=== THE INPUT ===

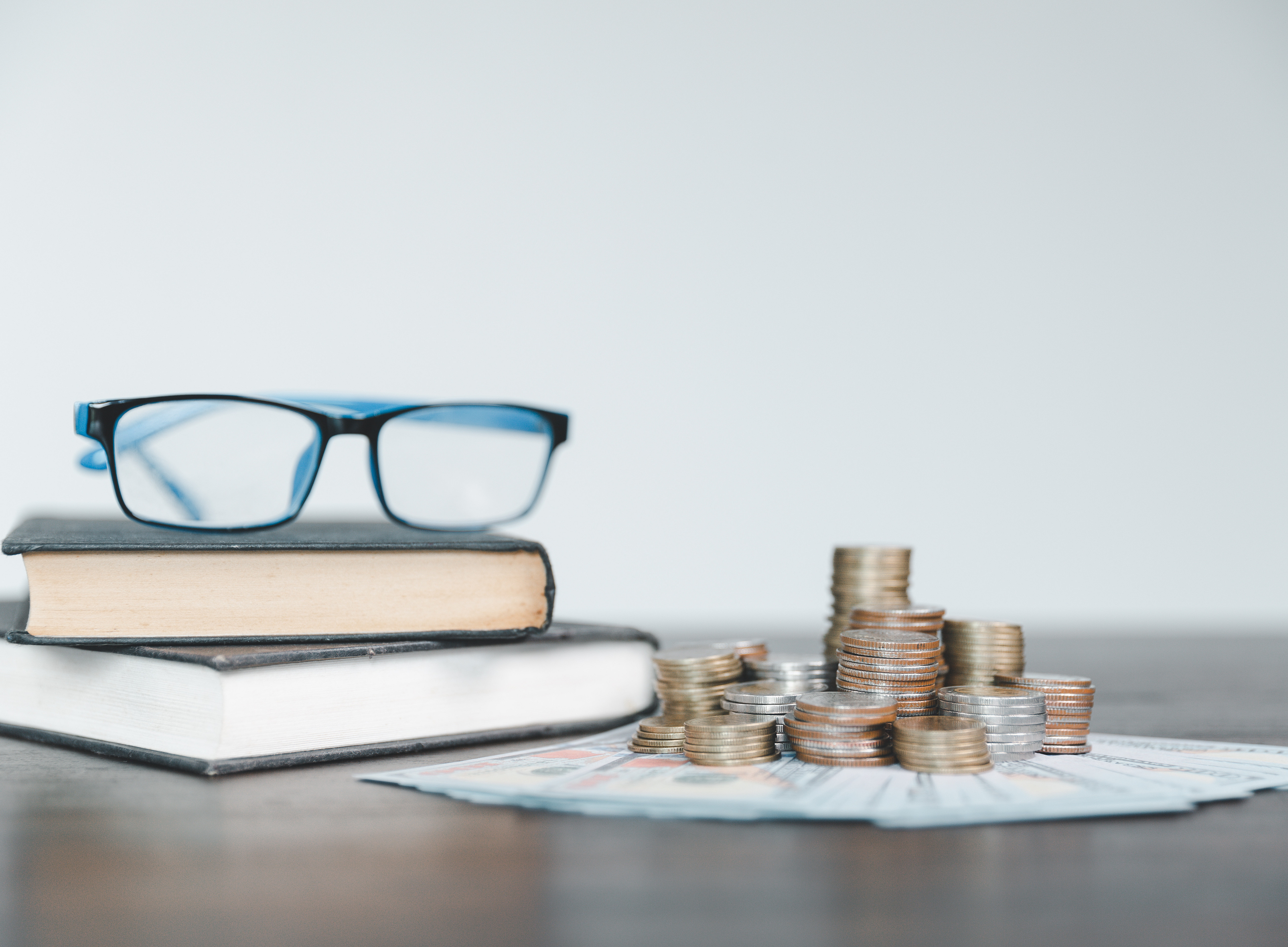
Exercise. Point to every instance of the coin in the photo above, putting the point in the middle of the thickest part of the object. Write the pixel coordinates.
(939, 725)
(806, 717)
(892, 641)
(1006, 710)
(760, 707)
(657, 741)
(768, 758)
(806, 757)
(849, 704)
(1013, 757)
(1066, 749)
(951, 770)
(795, 731)
(768, 692)
(664, 752)
(662, 725)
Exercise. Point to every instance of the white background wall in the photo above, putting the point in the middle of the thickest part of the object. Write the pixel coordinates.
(1001, 280)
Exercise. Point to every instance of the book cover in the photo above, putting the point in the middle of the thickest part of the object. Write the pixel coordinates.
(100, 580)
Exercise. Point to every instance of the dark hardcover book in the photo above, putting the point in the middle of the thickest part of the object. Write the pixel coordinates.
(238, 708)
(94, 582)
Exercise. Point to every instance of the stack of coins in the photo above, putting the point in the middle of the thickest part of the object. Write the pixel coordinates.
(691, 682)
(748, 650)
(842, 730)
(768, 700)
(893, 664)
(659, 735)
(902, 619)
(978, 650)
(941, 745)
(1014, 719)
(733, 740)
(794, 669)
(874, 576)
(1068, 701)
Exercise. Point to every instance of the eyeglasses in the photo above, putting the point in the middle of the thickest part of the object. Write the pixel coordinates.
(225, 463)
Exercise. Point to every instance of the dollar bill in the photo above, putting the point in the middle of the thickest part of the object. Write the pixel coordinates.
(599, 776)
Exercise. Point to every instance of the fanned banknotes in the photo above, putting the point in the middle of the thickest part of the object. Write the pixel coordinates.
(599, 776)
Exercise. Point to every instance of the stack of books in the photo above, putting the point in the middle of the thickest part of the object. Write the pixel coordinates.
(312, 642)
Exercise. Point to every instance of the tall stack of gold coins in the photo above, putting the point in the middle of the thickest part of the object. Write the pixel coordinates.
(691, 681)
(842, 730)
(875, 576)
(733, 740)
(1068, 703)
(902, 665)
(978, 650)
(941, 745)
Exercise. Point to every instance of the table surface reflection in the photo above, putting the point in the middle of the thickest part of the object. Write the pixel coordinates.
(100, 852)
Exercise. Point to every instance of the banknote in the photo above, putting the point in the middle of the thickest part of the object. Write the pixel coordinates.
(599, 776)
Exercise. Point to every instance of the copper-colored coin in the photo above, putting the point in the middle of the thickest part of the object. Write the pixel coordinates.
(806, 717)
(892, 641)
(665, 752)
(896, 687)
(657, 741)
(834, 732)
(846, 761)
(1066, 749)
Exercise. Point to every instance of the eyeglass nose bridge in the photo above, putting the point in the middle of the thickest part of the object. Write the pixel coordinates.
(350, 426)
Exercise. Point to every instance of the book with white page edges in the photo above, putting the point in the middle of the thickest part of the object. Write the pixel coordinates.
(235, 708)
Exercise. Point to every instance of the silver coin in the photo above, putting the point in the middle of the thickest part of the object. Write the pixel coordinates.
(1014, 745)
(790, 663)
(1000, 719)
(990, 695)
(767, 692)
(1013, 710)
(1014, 748)
(992, 731)
(1012, 757)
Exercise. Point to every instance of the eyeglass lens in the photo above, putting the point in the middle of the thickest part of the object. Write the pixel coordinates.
(464, 466)
(214, 463)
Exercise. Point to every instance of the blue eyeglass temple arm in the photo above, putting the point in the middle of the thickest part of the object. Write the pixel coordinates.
(133, 436)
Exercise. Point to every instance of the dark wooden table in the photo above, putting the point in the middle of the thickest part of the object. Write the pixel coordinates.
(97, 852)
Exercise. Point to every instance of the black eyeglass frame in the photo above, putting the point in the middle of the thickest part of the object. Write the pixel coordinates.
(97, 420)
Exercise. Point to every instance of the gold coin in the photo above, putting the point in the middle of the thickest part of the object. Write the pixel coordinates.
(665, 752)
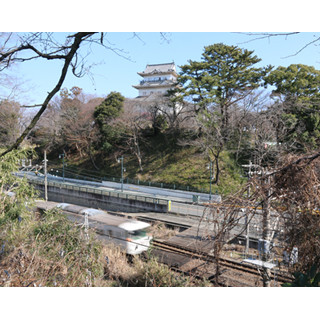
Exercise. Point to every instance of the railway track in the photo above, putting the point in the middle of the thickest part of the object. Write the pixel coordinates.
(226, 263)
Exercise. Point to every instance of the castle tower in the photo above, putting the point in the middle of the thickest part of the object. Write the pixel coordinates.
(157, 79)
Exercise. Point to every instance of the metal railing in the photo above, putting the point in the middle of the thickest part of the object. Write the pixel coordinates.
(87, 189)
(69, 173)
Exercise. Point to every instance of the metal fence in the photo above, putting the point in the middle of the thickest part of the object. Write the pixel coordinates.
(69, 173)
(87, 189)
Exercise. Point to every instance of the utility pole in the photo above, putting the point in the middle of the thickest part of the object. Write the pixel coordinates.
(122, 169)
(45, 176)
(62, 156)
(266, 232)
(211, 177)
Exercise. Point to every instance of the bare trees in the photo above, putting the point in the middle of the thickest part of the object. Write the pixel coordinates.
(10, 117)
(44, 46)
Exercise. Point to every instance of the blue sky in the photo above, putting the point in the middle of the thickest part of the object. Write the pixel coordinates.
(112, 72)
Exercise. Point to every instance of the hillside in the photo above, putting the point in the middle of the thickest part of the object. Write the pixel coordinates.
(163, 165)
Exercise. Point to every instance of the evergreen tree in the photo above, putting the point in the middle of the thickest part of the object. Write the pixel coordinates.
(297, 88)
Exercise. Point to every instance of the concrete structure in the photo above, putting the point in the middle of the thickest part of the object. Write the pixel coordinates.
(102, 199)
(157, 79)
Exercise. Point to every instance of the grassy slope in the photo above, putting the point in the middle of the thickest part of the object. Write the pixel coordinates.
(163, 163)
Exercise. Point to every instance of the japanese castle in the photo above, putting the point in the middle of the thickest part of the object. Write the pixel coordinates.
(157, 79)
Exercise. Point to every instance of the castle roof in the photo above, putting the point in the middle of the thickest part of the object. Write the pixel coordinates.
(159, 68)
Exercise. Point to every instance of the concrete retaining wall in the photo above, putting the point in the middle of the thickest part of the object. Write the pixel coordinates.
(95, 198)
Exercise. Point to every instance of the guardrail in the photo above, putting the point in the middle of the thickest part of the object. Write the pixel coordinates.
(114, 194)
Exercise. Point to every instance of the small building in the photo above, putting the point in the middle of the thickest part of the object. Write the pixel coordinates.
(157, 79)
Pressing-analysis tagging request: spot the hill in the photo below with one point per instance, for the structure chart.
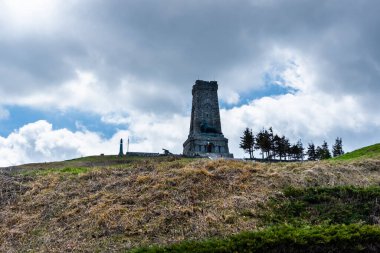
(116, 204)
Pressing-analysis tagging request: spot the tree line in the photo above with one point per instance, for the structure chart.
(275, 147)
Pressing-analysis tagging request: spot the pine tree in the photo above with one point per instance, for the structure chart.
(247, 142)
(337, 147)
(311, 152)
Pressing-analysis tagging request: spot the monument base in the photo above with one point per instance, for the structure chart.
(206, 145)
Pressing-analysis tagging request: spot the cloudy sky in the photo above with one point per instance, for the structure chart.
(78, 75)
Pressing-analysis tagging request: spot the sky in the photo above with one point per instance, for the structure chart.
(76, 76)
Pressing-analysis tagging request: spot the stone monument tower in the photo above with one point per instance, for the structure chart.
(205, 137)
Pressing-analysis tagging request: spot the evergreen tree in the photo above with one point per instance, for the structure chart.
(247, 142)
(311, 152)
(337, 147)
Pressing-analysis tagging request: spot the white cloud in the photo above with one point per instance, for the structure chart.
(39, 142)
(4, 114)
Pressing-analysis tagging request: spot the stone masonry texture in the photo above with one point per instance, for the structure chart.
(205, 136)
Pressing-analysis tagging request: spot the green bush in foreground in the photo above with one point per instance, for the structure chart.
(319, 205)
(311, 239)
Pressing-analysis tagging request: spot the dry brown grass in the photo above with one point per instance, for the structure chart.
(152, 201)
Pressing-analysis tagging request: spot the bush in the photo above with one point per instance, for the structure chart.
(333, 238)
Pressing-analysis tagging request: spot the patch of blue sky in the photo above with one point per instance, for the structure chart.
(273, 85)
(71, 120)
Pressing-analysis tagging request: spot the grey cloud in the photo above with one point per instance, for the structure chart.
(173, 43)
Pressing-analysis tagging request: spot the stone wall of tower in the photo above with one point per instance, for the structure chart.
(205, 135)
(205, 108)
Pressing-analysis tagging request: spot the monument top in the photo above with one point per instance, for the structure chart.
(205, 135)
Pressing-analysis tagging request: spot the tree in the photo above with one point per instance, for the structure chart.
(337, 147)
(311, 153)
(247, 142)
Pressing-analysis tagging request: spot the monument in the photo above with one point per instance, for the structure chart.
(121, 148)
(205, 136)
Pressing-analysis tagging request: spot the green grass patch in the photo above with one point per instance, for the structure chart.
(372, 151)
(320, 205)
(66, 170)
(327, 238)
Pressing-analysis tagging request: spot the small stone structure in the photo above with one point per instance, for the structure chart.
(121, 153)
(205, 137)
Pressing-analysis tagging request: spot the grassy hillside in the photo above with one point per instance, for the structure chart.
(372, 151)
(116, 204)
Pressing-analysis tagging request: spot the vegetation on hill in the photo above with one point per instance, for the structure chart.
(372, 151)
(115, 204)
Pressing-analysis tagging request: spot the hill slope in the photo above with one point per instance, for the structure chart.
(113, 204)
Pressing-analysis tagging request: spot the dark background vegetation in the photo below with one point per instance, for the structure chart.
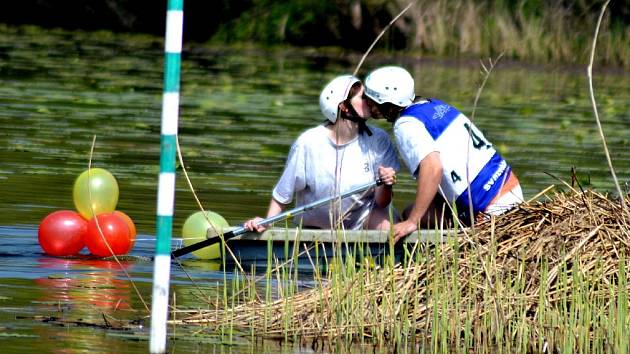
(352, 24)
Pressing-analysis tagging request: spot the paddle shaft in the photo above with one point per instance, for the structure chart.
(285, 215)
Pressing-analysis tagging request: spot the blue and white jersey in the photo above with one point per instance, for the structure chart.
(468, 158)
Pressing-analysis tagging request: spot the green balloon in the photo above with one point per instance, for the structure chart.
(95, 191)
(196, 229)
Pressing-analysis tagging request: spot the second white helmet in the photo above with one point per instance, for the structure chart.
(391, 84)
(334, 93)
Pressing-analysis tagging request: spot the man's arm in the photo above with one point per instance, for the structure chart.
(274, 209)
(429, 177)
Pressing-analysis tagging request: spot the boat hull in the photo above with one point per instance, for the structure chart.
(316, 247)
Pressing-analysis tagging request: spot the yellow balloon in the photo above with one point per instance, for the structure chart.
(98, 186)
(196, 228)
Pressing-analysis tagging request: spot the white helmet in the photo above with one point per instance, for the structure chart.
(334, 93)
(391, 84)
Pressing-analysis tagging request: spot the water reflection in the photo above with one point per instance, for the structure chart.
(86, 285)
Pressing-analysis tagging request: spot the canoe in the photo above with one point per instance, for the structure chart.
(310, 246)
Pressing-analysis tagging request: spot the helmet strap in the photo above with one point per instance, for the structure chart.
(353, 116)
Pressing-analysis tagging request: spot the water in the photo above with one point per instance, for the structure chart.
(241, 109)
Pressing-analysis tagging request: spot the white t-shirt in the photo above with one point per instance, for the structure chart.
(315, 163)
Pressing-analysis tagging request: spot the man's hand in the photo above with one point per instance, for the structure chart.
(252, 225)
(387, 175)
(403, 229)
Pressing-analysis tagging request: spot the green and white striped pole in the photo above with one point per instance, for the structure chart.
(166, 186)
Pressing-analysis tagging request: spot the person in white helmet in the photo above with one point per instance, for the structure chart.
(451, 159)
(337, 156)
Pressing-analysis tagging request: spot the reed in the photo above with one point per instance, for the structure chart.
(548, 276)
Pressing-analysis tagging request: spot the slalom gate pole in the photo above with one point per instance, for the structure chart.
(166, 183)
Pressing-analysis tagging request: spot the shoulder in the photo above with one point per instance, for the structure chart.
(377, 132)
(311, 136)
(407, 122)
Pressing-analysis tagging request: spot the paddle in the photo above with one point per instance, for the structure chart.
(287, 214)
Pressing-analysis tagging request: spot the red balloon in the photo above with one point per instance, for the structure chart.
(115, 233)
(62, 233)
(132, 226)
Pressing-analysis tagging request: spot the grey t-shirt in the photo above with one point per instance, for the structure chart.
(317, 168)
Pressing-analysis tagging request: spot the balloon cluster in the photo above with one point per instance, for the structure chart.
(96, 223)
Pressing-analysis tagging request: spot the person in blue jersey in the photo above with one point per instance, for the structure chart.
(451, 159)
(334, 157)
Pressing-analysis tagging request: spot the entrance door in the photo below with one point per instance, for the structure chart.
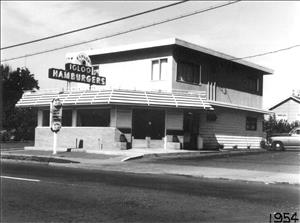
(149, 123)
(190, 129)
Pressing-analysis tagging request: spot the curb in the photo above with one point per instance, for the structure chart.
(37, 158)
(199, 155)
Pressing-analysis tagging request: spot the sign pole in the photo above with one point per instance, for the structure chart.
(54, 142)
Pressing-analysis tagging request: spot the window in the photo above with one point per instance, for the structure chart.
(251, 123)
(93, 117)
(67, 117)
(253, 84)
(189, 72)
(46, 118)
(159, 69)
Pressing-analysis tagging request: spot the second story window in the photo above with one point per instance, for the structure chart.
(189, 73)
(253, 84)
(159, 69)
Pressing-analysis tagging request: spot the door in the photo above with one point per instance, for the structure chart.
(190, 129)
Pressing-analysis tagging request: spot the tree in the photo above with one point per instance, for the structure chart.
(21, 121)
(273, 126)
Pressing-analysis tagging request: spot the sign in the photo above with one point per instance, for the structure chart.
(56, 115)
(80, 59)
(78, 69)
(60, 74)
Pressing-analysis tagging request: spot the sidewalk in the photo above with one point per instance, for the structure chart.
(114, 161)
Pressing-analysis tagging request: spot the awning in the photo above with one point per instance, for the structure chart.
(118, 97)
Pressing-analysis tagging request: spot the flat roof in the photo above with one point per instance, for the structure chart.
(174, 41)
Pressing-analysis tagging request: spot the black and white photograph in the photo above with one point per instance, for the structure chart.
(150, 111)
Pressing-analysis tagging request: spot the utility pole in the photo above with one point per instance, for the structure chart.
(1, 100)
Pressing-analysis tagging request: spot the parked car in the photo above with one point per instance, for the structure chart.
(289, 141)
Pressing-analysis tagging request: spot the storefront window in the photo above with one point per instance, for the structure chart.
(93, 117)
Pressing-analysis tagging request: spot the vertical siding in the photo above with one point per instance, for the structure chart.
(230, 129)
(291, 109)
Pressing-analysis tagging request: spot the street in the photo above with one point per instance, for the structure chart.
(35, 192)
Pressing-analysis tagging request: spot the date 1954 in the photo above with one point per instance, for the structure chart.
(284, 217)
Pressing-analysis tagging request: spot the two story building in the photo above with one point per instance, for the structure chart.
(164, 94)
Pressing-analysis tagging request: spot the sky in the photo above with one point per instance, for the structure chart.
(241, 29)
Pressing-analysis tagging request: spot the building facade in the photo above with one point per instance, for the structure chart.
(288, 109)
(165, 94)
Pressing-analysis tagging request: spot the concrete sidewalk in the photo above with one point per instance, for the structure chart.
(114, 161)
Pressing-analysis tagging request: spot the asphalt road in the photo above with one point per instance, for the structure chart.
(34, 192)
(286, 162)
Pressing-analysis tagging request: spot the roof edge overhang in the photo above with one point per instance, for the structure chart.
(285, 100)
(239, 107)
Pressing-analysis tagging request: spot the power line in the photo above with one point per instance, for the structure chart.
(123, 32)
(266, 53)
(93, 26)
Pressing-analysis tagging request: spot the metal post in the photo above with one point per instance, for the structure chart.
(54, 142)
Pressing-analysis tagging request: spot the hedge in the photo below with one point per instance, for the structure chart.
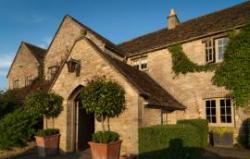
(17, 128)
(180, 141)
(202, 125)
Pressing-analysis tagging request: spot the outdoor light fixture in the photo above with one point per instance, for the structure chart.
(74, 66)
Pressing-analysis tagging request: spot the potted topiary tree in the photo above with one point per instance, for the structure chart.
(106, 99)
(49, 105)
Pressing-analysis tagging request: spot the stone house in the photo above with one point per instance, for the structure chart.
(26, 66)
(143, 67)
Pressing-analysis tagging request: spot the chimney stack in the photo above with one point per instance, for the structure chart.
(173, 20)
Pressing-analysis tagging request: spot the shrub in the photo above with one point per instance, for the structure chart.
(47, 132)
(105, 137)
(43, 103)
(8, 103)
(171, 141)
(202, 126)
(17, 128)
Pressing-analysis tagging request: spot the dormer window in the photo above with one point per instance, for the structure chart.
(28, 80)
(220, 49)
(215, 49)
(51, 72)
(140, 63)
(209, 47)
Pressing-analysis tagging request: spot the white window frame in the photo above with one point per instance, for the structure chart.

===

## PROBLEM REQUIREMENTS:
Copy exactly the lines that run from the line containing "Pressing-analysis tagging request: spot the roof" to the end of the data above, keeping both end lines and leaving out all pictures.

## ANSWER FOR THIS EXERCISE:
Pressing-analysis tagging request: spot the roof edge overhang in the photo above with one point per instance, for the structure chart.
(285, 100)
(239, 107)
Pressing-analysis tagging request: spot the power line in the photo above with one point per instance, for the structure chart.
(123, 32)
(266, 53)
(93, 26)
Pressing-analysis tagging request: spot the metal post in the photo above with one point per instance, for the structure chart.
(54, 142)
Pressing-analysis tagging request: spot the hedge in the photo below with one point per instance, for the structure chart.
(17, 128)
(180, 141)
(202, 125)
Pressing-analysis tagging request: spot the outdoor light fixture in the photo above with one point per instance, for the structure chart.
(74, 66)
Pressing-analysis tagging request: spot the potted topiary tree in the photo above with one point per instance, for the structure chart.
(106, 99)
(49, 105)
Pressing-analysis tagging request: spot the stone house in the photo above with one point per instance, for the structure chart.
(26, 66)
(143, 67)
Pressing-analysis tagging request: spot the chimney stack in the photo above with one point per instance, for the structure chart.
(173, 20)
Pressing-analysis tagging request: spot the shrub in the photo above with one point per instance, for the structure chart.
(47, 132)
(105, 137)
(43, 103)
(8, 103)
(171, 141)
(202, 126)
(17, 128)
Pressing-analysis tagging request: spot the dormer window in the photo above with one point per instance, for the structure chart.
(28, 80)
(220, 49)
(215, 49)
(51, 72)
(140, 63)
(209, 47)
Pressing-analysis tagging request: spot the white window frame in the photo above with one point per instance, for the structure chart.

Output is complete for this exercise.